The primary impetus for the following UX-Agile Model is to surface UX and Design best practices throughout production and eliminate common issues that are easily avoided through planning and collaboration.
This model is a result of 27 years of professional experience in User Experience and Visual Design, both as an individual contributor and as a Director of UX & Design in a wide variety of industries and organization sizes.
Many Flavors of Agile & UX
Let’s start with Agile methodology. The fundamental principle of Agile centers around the ability to pivot during the development process when new information surfaces that can improve solution viability. This is contrasted with the Waterfall method of research-design-build-release all in one big process with the risk of releasing something to the public that doesn’t gain traction for any number of reasons. Companies particularly prefer the Agile method because of its efficiency. Whether new information is revealed to inspire a pivot or not, it’s a way to see results faster as each piece implemented is considered ‘complete’ and there are regular checkpoints on progress and priorities.
Every organization I have worked with has claimed to use Agile methodology, yet each one functioned differently. Project duration, the number of sprints, sprint length, team size, review periods, collaboration models, the presence of stabilization sprints or overlapping releases, etc. can all vary. User Experience processes can also vary widely. The UX-Agile Model functions regardless of those variables and ties UX and Agile processes together through a few simple principles and an anchor point. This makes it clear how to align the two disciplines in a wide variety of circumstances.

§ **GIVEN ENTRIES**
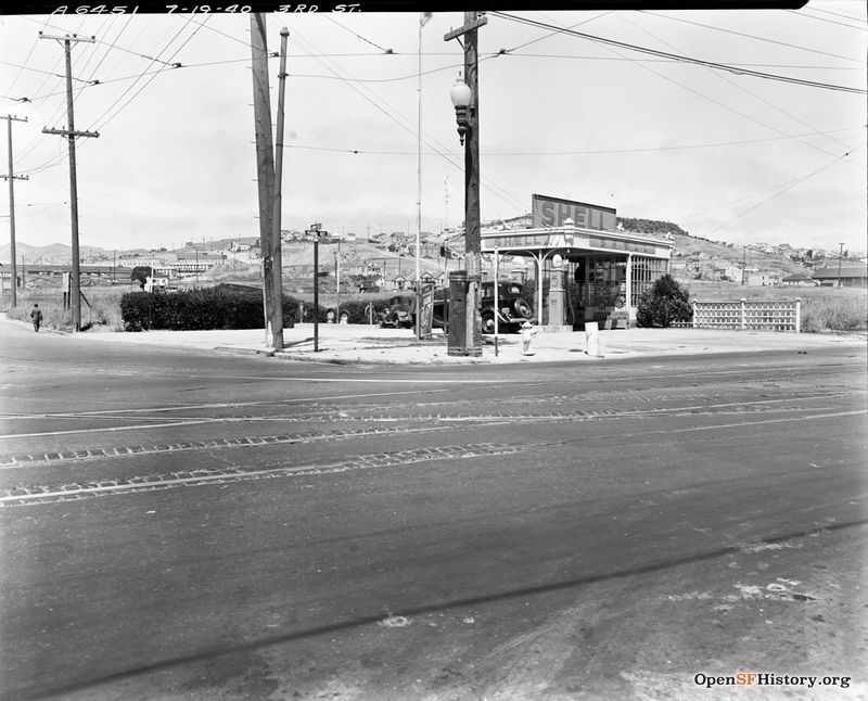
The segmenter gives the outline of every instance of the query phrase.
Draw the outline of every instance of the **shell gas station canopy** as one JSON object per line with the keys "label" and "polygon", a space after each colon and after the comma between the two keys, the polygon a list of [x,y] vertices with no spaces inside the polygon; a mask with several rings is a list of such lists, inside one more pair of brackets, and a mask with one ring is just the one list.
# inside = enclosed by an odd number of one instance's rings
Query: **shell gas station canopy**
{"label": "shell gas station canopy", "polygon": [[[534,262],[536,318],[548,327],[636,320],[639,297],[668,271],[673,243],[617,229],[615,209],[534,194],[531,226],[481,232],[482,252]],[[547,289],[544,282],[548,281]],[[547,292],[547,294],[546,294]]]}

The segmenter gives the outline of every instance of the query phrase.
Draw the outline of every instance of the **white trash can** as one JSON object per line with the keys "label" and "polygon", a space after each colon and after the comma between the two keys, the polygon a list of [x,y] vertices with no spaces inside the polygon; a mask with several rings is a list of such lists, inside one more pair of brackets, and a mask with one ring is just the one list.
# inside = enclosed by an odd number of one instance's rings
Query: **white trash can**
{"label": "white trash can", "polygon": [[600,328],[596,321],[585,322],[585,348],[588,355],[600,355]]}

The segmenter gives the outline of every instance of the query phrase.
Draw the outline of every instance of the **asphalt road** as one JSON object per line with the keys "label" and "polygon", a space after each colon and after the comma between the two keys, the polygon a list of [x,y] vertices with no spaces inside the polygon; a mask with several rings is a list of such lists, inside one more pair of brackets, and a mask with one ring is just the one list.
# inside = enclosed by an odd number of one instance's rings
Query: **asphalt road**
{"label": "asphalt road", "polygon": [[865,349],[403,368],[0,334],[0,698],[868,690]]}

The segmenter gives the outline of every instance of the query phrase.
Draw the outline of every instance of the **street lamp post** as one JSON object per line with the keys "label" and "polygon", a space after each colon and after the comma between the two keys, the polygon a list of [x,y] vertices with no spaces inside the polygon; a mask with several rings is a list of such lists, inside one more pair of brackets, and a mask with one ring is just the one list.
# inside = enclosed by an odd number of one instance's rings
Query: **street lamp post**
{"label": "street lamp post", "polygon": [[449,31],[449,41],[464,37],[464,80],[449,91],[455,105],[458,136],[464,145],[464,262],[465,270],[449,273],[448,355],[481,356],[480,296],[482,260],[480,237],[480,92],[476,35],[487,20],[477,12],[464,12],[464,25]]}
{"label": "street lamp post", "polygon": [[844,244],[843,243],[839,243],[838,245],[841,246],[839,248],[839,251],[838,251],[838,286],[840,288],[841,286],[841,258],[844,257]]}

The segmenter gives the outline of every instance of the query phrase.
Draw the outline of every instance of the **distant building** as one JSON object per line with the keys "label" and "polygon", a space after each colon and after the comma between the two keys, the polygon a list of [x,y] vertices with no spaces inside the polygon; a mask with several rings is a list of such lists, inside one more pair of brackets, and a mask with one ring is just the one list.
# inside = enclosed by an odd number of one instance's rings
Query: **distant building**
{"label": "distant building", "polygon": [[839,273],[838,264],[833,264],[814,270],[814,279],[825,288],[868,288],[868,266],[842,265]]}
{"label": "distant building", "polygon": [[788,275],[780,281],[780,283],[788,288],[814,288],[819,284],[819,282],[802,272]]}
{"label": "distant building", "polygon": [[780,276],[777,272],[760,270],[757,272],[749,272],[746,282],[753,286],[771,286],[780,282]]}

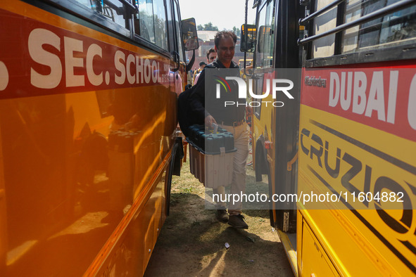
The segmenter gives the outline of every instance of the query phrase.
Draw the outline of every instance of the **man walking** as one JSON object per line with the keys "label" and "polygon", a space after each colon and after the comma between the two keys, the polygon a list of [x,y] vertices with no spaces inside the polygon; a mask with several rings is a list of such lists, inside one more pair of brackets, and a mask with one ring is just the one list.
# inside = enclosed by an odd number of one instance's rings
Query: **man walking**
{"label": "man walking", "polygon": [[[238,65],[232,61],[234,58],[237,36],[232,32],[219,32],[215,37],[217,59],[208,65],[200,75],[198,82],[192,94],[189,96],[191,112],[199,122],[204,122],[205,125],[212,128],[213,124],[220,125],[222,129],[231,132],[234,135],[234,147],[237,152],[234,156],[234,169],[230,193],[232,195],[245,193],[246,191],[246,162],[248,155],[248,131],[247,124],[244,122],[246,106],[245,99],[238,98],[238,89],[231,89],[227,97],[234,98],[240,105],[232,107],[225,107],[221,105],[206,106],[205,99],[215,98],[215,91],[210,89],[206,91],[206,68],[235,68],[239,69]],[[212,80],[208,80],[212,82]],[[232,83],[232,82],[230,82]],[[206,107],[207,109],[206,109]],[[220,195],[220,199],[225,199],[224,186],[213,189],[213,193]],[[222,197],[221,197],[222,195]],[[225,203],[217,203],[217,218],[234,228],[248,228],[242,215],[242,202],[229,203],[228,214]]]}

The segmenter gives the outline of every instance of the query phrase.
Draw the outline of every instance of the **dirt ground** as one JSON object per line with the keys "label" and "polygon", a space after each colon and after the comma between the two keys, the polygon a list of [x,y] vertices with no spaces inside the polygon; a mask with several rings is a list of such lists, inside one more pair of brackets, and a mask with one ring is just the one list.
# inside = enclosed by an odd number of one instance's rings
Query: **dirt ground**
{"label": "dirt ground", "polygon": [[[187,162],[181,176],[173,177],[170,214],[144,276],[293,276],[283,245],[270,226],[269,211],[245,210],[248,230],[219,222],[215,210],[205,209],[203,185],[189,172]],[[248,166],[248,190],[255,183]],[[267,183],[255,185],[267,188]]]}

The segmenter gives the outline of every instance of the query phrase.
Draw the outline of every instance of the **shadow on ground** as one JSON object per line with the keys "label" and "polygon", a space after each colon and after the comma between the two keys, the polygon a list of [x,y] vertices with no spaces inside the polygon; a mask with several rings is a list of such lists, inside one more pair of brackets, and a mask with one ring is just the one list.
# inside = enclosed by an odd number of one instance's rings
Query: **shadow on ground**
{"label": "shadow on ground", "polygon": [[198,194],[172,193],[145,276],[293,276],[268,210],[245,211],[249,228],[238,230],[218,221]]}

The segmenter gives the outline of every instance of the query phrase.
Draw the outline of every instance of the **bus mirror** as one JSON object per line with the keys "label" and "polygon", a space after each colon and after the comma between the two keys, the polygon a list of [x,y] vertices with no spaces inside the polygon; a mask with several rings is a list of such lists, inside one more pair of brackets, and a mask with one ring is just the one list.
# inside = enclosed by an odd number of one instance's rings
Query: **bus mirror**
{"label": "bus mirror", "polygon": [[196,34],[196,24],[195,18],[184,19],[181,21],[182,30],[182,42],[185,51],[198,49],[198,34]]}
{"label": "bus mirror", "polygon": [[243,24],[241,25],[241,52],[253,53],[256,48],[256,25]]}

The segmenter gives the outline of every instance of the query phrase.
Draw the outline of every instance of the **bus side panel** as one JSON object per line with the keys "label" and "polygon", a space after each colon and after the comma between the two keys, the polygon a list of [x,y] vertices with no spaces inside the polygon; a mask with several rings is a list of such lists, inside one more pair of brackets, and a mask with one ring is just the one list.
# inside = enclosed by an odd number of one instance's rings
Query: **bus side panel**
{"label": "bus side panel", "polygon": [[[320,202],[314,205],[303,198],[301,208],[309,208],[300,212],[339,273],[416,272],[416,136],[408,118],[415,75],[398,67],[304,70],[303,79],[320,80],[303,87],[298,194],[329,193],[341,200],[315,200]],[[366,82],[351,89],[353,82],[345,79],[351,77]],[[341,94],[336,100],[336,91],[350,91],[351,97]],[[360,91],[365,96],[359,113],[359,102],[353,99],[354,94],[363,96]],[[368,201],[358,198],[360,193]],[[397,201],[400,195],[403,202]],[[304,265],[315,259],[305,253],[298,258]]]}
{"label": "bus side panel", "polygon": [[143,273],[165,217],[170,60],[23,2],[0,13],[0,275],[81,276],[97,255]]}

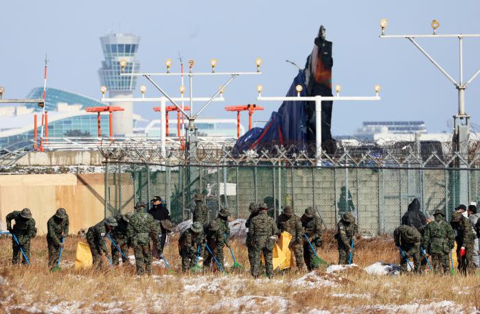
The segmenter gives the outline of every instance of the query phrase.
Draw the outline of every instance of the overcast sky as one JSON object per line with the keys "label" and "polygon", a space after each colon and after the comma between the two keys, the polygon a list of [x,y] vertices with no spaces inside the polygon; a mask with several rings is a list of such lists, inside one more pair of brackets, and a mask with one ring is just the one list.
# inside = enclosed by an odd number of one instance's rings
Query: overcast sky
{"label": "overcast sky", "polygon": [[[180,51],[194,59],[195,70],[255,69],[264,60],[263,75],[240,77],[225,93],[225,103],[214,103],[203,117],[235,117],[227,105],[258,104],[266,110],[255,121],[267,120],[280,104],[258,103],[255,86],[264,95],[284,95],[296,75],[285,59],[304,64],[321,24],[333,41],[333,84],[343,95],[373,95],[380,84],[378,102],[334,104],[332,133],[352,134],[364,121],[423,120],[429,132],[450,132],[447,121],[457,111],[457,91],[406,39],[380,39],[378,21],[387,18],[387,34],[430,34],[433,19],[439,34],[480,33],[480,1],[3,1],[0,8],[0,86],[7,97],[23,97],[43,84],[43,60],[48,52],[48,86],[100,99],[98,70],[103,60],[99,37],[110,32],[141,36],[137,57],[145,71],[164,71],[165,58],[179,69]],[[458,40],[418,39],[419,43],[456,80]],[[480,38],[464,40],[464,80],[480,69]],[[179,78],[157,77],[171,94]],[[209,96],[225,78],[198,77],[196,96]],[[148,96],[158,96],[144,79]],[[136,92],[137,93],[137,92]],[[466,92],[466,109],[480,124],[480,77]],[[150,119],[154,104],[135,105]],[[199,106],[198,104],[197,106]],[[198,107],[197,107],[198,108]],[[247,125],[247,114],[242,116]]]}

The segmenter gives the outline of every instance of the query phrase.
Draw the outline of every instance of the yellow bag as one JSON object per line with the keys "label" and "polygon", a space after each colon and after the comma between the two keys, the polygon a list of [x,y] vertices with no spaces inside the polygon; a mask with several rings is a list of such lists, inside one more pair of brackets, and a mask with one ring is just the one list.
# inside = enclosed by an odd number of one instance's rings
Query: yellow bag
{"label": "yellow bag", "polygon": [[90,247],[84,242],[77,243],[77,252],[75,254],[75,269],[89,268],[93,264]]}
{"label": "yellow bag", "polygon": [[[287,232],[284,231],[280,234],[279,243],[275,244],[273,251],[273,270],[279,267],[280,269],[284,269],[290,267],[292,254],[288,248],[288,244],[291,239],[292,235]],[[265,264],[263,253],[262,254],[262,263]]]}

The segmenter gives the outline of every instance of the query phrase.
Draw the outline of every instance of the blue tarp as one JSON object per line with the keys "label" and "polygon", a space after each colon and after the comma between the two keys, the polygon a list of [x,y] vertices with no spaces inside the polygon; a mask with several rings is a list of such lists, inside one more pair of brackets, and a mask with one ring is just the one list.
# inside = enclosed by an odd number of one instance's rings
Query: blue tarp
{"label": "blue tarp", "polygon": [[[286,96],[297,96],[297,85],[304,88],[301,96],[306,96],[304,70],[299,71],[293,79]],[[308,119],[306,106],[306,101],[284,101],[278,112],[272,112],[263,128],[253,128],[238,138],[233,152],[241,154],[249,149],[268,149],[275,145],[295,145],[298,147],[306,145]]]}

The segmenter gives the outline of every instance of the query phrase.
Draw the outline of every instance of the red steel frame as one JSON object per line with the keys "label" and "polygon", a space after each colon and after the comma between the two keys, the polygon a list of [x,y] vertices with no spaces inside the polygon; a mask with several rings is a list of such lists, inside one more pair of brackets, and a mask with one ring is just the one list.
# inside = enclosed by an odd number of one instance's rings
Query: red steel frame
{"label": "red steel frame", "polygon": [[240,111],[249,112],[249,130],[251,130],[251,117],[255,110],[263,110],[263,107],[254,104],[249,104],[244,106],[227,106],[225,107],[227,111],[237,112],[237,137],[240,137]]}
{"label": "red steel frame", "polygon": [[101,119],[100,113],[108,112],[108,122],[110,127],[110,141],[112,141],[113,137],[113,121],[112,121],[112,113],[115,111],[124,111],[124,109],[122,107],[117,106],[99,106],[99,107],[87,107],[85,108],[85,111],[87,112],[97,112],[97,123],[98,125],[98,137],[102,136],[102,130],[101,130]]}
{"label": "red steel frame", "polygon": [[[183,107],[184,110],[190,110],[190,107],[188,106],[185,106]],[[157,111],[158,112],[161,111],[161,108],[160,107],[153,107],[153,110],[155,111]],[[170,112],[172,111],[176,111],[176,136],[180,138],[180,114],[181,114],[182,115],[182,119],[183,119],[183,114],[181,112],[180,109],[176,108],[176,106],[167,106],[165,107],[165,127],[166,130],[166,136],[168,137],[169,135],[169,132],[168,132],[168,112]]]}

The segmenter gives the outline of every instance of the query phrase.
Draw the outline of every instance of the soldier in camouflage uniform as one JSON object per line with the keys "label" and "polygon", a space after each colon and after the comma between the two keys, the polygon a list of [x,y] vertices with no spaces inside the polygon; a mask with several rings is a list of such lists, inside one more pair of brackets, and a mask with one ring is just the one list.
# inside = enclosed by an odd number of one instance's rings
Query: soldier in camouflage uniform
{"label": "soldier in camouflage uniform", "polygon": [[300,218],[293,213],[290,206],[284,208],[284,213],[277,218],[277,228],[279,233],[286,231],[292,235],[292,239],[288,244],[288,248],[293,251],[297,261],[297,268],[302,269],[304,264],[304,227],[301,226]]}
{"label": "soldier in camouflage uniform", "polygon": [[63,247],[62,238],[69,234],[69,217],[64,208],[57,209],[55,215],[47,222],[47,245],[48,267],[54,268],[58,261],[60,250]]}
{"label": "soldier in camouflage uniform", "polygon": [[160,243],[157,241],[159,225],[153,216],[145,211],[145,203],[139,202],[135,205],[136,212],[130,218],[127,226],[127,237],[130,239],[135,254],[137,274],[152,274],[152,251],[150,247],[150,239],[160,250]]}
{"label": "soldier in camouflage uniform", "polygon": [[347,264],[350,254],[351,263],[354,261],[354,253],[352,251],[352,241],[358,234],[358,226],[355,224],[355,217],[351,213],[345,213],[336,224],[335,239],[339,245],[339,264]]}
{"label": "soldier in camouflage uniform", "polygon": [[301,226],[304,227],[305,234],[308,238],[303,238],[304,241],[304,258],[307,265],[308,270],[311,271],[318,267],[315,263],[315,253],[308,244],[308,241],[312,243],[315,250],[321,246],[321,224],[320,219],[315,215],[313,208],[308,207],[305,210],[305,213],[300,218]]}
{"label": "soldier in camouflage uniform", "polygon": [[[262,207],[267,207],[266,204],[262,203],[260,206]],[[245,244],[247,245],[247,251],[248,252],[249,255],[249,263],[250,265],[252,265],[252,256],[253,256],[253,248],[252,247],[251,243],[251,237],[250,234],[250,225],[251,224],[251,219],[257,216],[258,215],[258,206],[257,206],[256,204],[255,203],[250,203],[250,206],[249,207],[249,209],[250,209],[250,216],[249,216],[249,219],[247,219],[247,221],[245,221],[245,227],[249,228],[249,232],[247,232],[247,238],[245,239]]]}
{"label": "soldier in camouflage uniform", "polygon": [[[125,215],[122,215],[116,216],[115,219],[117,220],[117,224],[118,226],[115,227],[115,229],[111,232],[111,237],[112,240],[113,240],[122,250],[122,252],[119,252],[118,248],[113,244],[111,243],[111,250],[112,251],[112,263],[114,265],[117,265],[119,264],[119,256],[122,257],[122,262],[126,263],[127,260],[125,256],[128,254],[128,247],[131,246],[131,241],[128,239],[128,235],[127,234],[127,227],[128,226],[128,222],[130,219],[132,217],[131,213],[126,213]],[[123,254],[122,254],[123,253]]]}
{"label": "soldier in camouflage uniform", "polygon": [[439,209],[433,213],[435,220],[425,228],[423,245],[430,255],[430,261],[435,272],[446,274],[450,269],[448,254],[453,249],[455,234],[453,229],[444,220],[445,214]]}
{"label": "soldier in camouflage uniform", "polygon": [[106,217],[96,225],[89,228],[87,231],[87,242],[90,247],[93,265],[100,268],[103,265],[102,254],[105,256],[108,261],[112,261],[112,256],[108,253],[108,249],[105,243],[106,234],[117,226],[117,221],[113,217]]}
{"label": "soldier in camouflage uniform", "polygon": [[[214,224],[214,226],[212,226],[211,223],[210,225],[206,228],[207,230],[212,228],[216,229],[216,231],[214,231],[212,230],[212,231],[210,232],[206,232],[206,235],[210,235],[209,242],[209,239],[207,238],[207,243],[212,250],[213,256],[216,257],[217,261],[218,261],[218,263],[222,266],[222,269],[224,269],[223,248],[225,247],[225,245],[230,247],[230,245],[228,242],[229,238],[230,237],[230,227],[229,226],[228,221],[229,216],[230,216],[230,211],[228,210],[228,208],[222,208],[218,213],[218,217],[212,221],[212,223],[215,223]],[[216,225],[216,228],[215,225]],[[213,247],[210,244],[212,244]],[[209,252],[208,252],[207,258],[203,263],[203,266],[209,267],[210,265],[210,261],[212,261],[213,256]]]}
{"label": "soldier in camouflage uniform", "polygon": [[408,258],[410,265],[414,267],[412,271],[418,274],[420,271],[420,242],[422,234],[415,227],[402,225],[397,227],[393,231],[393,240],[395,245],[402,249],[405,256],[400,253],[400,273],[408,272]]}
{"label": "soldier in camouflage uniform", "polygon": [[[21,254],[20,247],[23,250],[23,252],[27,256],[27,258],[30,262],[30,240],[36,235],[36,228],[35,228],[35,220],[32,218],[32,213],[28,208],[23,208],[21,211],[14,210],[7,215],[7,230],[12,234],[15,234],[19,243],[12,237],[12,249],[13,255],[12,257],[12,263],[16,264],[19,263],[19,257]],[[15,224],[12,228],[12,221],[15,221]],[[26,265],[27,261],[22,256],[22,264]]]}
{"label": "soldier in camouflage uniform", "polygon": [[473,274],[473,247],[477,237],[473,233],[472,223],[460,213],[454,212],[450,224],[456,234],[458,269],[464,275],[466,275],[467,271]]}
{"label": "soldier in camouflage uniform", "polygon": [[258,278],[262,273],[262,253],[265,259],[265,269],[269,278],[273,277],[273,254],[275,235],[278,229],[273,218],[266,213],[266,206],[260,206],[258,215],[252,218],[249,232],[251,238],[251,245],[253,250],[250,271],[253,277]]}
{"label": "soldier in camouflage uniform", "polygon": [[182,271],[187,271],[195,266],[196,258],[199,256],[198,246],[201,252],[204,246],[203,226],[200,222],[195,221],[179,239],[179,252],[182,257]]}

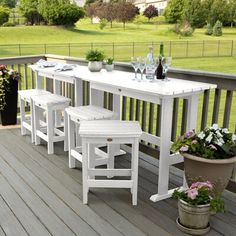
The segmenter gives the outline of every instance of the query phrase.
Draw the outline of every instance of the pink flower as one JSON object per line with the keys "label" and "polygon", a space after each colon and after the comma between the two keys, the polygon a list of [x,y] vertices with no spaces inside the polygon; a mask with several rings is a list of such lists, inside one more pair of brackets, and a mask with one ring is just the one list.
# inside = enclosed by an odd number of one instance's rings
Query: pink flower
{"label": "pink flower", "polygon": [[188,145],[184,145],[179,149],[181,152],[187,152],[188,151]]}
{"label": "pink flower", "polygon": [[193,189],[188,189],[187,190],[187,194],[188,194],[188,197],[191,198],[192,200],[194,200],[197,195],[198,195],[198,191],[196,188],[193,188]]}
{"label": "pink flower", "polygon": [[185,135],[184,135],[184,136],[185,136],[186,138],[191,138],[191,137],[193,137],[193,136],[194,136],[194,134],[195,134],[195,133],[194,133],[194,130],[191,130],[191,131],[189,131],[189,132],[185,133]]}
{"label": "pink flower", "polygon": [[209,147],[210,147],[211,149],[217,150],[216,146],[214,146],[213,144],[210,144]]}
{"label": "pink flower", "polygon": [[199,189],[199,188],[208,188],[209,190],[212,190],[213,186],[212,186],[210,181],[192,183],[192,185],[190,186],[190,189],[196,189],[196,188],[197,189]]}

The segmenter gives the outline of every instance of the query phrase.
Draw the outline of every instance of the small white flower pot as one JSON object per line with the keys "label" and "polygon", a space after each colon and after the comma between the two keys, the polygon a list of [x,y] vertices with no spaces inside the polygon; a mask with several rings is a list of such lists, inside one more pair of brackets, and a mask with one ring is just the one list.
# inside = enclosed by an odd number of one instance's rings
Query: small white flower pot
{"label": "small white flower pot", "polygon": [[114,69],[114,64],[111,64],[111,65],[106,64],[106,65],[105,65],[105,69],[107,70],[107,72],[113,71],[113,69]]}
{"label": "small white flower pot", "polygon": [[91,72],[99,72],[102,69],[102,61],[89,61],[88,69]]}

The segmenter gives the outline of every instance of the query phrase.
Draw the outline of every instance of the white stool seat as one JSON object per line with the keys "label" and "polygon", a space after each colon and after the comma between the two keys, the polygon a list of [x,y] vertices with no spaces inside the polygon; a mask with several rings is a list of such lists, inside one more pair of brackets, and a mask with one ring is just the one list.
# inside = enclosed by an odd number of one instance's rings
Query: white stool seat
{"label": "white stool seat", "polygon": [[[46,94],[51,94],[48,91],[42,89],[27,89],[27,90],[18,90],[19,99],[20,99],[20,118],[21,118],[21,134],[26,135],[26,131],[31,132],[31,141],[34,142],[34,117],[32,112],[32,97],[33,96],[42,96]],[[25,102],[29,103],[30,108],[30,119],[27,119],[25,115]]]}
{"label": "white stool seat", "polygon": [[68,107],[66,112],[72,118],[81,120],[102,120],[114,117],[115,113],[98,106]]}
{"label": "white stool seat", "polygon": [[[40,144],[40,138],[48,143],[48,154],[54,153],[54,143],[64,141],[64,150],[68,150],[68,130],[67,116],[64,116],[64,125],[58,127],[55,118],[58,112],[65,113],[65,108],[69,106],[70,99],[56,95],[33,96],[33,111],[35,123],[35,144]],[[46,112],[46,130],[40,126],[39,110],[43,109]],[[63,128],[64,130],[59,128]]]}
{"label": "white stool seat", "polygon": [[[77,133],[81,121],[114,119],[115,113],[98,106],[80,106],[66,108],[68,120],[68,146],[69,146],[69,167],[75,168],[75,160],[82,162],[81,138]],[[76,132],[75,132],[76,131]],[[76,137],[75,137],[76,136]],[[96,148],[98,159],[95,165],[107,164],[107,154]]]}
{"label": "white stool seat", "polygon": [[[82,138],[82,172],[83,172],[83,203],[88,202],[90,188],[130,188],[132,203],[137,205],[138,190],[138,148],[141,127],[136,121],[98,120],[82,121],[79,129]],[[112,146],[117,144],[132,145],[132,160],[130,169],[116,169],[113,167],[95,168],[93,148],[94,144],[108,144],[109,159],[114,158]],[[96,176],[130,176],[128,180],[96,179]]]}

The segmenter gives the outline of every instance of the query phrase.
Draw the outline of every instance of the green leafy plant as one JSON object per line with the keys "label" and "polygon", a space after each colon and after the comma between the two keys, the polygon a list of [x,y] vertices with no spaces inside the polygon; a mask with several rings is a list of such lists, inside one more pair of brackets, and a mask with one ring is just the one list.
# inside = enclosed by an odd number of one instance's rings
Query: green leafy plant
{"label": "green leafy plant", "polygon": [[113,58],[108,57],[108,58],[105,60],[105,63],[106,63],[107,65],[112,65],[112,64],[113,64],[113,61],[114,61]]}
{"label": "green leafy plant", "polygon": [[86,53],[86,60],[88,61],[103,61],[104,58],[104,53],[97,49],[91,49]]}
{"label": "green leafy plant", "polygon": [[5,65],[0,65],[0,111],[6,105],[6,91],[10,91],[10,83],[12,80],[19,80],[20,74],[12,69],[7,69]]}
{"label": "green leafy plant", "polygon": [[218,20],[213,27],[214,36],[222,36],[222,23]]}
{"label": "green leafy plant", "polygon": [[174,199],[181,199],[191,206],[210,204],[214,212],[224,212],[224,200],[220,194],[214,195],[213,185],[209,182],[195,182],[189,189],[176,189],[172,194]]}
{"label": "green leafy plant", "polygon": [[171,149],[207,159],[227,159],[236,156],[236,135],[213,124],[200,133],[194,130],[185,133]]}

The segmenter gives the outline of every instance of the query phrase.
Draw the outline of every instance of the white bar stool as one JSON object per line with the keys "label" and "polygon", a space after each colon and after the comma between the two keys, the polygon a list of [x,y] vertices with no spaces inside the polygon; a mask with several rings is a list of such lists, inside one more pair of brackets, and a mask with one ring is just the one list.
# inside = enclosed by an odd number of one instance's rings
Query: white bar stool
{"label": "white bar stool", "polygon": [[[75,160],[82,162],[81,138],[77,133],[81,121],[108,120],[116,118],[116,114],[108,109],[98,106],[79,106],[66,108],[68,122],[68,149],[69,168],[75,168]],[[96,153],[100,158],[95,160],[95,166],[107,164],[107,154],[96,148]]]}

§ **SHORT TASK 1**
List every aspect of Agile practice that the passage on the UX-Agile Model says can differ from one organization to another.
§ **SHORT TASK 2**
Continue the passage on the UX-Agile Model from its final sentence.

§ **EXPECTED OUTPUT 1**
- Project duration
- The number of sprints
- Sprint length
- Team size
- Review periods
- Collaboration models
- The presence of stabilization sprints or overlapping releases

§ **EXPECTED OUTPUT 2**
As efficiency tends to be the overriding factor in decision making, I will primarily focus on that driver here. Fortunately, this model also favors reliable results, the ability to pivot easier, and streamlined collaboration—a winner on multiple levels.
Development & UX Processes
Development has a set of basic process stages that encompass the variety of tasks and disciplines within Engineering. At a high level, this might look like the process below.
Development Process
- Requirement analysis
- Planning
- Architecture design
- Development
- Testing and bug fixing
- Deployment
Just as development has a process, UX also has a process. The variety and breadth of UX tasks depends on the project needs and allowances of the organization, which might include discovery, competitive analysis, data analysis, user research and user studies, persona mapping, customer journey mapping, systems analysis, information architecture, system modeling, taskflow mapping and modeling, interaction design, feasibility reviews, prototyping, design proposals, user interface design, visual design, etc.
With this wide variety of potential tasks, planning is the key to effectively applying resources to any design project. At a high level, the UX process generally includes some form of the following stages.
User Experience Process
- Discovery
- Research
- Mapping (current circumstances)
- Modeling (new interactions)
- Design
- Implementation
As you look at the potential volume of work, the idea of simply plugging UX into the development process doesn’t make sense. Most of these tasks require time that would slow development if attempted simultaneously.
Common Misconceptions
Myth 1: Just Plug UX into Development as Needed
More than once in my career I’ve attended a kick-off meeting where the meeting ends with developers turning to me to ask where the designs are. Without any prior notice, the UX team is then expected to pull together designs without delaying development. This doesn’t work and is a frustrating experience for most parties involved.
Similarly, conducting development planning, but not accounting for UX work can cause a surprise for developers when they don’t have a plan to work off of and both parties try to work in parallel, when in fact designs are required for development to begin.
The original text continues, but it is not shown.